[Items from a data source]
═══
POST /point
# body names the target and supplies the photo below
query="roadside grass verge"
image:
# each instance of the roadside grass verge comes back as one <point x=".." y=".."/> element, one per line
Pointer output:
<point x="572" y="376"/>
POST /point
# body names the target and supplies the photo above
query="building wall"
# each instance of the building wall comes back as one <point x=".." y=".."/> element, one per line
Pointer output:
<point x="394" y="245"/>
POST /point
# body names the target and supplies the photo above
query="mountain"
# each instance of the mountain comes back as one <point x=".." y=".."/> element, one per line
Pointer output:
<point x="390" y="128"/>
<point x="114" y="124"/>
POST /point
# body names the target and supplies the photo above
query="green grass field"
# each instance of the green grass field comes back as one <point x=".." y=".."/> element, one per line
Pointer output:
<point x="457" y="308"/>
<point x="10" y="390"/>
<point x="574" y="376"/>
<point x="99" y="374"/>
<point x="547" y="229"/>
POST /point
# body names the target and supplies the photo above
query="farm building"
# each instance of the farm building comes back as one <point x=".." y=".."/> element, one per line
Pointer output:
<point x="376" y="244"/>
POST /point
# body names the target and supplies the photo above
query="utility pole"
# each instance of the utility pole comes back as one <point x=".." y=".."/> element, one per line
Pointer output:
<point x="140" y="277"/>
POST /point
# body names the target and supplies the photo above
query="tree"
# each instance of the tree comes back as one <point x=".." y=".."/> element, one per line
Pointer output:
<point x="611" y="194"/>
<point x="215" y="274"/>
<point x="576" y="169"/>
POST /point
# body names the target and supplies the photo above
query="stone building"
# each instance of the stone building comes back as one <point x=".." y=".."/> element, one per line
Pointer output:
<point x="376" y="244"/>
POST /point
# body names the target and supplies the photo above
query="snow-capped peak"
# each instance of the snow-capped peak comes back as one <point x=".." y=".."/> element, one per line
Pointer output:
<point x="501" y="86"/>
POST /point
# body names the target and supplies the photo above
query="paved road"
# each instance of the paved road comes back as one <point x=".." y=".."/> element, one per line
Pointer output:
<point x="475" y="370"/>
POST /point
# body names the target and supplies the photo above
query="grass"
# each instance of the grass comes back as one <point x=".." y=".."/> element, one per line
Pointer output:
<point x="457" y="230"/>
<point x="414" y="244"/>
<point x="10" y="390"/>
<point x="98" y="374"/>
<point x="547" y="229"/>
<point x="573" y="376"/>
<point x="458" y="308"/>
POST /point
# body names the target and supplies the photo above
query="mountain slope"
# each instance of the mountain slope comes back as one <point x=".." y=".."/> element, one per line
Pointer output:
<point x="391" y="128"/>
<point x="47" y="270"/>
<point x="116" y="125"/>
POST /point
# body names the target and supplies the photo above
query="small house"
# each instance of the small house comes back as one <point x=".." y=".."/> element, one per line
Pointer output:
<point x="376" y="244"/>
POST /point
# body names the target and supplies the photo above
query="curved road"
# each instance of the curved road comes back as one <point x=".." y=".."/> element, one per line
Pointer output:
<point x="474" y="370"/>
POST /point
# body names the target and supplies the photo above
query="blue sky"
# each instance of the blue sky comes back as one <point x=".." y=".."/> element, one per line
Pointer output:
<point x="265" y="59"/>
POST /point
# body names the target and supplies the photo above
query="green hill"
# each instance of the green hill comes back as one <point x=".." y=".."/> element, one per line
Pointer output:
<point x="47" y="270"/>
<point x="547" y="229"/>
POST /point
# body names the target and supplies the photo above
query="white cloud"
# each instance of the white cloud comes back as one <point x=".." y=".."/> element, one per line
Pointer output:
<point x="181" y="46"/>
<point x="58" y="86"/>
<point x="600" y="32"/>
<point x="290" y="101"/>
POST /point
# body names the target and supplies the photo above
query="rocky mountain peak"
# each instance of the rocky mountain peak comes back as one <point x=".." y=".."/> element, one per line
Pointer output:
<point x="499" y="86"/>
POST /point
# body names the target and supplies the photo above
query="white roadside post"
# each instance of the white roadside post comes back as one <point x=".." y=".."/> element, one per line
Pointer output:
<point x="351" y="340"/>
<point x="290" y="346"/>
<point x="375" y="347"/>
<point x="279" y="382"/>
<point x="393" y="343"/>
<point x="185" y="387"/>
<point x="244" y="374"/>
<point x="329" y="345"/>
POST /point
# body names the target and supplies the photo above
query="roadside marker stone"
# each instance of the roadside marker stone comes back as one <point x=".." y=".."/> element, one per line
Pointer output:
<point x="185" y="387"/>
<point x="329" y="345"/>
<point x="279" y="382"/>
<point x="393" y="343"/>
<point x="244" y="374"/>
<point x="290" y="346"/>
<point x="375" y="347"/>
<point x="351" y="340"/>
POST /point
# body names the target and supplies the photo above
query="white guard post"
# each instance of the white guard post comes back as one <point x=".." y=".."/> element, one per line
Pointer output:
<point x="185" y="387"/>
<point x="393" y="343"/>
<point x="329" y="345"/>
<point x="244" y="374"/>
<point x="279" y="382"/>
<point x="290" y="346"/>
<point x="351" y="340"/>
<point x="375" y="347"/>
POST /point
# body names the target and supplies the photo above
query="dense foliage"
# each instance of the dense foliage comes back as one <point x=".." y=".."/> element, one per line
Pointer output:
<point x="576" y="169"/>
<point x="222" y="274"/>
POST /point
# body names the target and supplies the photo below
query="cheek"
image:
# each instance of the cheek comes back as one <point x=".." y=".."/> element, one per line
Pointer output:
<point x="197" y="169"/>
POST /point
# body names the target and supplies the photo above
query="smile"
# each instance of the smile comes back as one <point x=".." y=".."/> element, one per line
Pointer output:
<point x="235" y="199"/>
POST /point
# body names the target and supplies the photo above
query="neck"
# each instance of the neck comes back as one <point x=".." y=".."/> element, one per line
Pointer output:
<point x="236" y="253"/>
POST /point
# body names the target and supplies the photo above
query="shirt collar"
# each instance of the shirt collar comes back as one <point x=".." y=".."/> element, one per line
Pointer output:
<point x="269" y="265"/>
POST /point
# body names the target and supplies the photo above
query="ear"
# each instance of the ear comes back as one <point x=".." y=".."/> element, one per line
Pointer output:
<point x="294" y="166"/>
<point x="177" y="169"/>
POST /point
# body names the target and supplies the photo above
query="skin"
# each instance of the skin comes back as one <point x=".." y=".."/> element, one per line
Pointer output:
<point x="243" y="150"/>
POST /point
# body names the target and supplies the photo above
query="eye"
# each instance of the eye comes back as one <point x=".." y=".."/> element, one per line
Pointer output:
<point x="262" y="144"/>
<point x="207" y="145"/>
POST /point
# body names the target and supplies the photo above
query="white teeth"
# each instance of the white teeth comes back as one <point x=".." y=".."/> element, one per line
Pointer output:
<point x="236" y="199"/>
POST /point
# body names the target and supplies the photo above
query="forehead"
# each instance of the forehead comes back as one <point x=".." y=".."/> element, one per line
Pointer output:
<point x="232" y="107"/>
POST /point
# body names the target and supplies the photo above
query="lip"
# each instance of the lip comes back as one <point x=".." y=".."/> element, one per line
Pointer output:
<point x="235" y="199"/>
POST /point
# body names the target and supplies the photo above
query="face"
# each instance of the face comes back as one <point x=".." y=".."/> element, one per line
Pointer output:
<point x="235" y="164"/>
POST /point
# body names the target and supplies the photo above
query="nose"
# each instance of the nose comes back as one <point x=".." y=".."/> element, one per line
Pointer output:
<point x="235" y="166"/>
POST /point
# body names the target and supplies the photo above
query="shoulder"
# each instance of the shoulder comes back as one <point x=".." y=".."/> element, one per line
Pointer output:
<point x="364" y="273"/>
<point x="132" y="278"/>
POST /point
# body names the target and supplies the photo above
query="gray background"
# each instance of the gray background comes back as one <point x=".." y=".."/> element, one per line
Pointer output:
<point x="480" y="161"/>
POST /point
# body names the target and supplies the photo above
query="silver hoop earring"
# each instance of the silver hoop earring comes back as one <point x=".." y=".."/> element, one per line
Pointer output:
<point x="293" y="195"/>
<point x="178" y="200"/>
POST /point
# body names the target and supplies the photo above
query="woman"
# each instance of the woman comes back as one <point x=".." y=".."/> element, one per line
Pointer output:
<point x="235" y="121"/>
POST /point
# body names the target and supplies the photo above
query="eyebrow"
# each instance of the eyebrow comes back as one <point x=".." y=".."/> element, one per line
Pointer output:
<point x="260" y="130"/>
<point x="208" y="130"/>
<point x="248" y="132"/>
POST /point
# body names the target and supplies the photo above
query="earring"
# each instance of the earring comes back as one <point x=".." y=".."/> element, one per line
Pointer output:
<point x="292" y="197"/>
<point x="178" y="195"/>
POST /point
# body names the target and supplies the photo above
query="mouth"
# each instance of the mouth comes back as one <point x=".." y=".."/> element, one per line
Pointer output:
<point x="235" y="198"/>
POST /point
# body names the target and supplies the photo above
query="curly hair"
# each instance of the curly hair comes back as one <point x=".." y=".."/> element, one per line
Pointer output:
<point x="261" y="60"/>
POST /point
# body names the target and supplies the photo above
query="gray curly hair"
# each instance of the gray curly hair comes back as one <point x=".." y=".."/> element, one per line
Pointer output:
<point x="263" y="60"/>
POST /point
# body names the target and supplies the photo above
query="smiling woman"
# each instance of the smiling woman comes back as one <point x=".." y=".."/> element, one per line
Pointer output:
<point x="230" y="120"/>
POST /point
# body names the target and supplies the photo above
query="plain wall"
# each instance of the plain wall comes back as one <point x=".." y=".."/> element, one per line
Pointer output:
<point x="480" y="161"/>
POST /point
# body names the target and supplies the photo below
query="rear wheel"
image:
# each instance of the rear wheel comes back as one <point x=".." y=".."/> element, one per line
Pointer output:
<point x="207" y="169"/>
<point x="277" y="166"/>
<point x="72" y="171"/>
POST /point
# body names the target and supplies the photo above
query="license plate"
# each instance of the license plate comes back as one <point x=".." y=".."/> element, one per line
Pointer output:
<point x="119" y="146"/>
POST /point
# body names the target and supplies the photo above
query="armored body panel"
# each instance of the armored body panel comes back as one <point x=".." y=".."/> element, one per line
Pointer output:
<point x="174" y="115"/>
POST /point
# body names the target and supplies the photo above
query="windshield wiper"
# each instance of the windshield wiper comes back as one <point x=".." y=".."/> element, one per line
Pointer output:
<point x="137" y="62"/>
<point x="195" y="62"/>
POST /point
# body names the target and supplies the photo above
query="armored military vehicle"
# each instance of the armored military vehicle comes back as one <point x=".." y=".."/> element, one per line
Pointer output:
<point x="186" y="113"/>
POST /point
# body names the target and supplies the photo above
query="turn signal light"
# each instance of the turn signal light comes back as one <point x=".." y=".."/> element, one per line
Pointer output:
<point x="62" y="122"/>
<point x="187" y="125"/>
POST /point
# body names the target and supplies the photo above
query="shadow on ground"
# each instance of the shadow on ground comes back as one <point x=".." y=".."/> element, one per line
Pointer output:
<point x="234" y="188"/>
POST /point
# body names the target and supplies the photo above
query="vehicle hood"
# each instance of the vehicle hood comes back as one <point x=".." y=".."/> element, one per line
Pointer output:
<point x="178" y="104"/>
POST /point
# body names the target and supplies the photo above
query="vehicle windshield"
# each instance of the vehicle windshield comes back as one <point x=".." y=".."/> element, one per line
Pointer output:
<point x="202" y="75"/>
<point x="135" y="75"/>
═══
- **WORK TO COMPLETE**: Select every line of the records above that contains the string "pole", treating uppercase and lowercase as different.

- **TASK RESPONSE**:
query="utility pole"
# each instance of the utility pole comes back as one <point x=".." y=".."/> element, one per line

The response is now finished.